WHAT YOU ARE ASKED TO DO: Find the line containing "-- give x and y for each instance of the metal" in the data below, then output that line and each one after it exactly, with nothing else.

DATA:
------------------------------------------------------------------------
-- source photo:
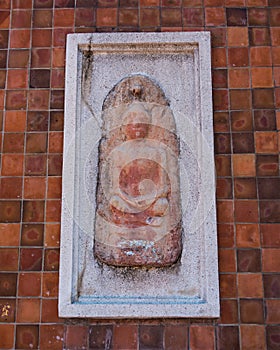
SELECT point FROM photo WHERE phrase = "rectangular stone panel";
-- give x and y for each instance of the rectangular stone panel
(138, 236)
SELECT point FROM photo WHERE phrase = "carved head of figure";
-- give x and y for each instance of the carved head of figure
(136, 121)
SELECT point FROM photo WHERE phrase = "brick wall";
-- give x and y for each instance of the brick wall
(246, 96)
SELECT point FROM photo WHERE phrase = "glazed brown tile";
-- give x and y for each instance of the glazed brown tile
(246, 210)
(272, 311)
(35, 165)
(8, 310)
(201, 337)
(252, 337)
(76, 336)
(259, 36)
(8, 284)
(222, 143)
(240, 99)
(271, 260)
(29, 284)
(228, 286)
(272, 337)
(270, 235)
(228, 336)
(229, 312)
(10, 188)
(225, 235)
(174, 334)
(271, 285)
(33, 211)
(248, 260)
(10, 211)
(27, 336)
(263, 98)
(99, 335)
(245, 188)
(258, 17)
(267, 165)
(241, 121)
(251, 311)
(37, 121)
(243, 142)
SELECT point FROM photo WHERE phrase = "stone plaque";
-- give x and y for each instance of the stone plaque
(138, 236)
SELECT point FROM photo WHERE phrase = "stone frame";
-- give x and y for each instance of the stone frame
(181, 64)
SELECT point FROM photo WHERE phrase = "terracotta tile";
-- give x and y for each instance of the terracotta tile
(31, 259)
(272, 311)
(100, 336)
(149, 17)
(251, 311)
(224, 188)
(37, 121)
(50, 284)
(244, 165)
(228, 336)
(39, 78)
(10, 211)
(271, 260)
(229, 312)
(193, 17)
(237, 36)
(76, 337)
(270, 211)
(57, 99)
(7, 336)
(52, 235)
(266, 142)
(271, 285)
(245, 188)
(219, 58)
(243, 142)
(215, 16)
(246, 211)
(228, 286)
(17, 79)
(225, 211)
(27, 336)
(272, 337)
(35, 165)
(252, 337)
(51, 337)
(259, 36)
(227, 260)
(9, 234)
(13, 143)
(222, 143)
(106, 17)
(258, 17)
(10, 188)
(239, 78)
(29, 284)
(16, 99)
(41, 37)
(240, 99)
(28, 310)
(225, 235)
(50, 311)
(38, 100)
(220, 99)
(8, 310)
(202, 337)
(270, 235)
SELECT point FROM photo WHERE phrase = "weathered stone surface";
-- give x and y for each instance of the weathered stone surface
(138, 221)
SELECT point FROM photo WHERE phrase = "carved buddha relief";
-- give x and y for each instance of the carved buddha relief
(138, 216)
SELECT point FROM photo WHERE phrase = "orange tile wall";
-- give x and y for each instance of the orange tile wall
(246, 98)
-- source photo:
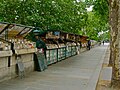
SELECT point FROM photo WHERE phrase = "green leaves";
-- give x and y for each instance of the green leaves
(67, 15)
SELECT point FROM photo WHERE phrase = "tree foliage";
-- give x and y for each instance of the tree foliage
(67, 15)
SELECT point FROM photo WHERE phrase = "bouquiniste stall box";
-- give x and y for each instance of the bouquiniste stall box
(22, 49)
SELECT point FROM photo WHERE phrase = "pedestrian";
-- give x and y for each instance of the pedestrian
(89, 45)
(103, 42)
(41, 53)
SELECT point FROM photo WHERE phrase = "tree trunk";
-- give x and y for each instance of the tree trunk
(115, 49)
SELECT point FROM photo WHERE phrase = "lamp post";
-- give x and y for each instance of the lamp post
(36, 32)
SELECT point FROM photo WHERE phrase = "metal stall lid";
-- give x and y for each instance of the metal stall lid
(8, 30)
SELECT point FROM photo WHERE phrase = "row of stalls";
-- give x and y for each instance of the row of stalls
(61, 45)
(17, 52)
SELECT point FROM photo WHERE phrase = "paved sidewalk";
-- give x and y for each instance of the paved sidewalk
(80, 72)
------------------------------------------------------------------------
PROBLEM SOLUTION:
-- give x and y for each instance of the metal stall lid
(8, 30)
SELECT point FROM photo WHERE phrase = "row of stalls";
-- give x and y for each instance of the row of stalls
(61, 45)
(17, 52)
SELECT point FROM photo WHERE phrase = "paved sidewalk";
-- give x and y for each instance of the paved sidewalk
(80, 72)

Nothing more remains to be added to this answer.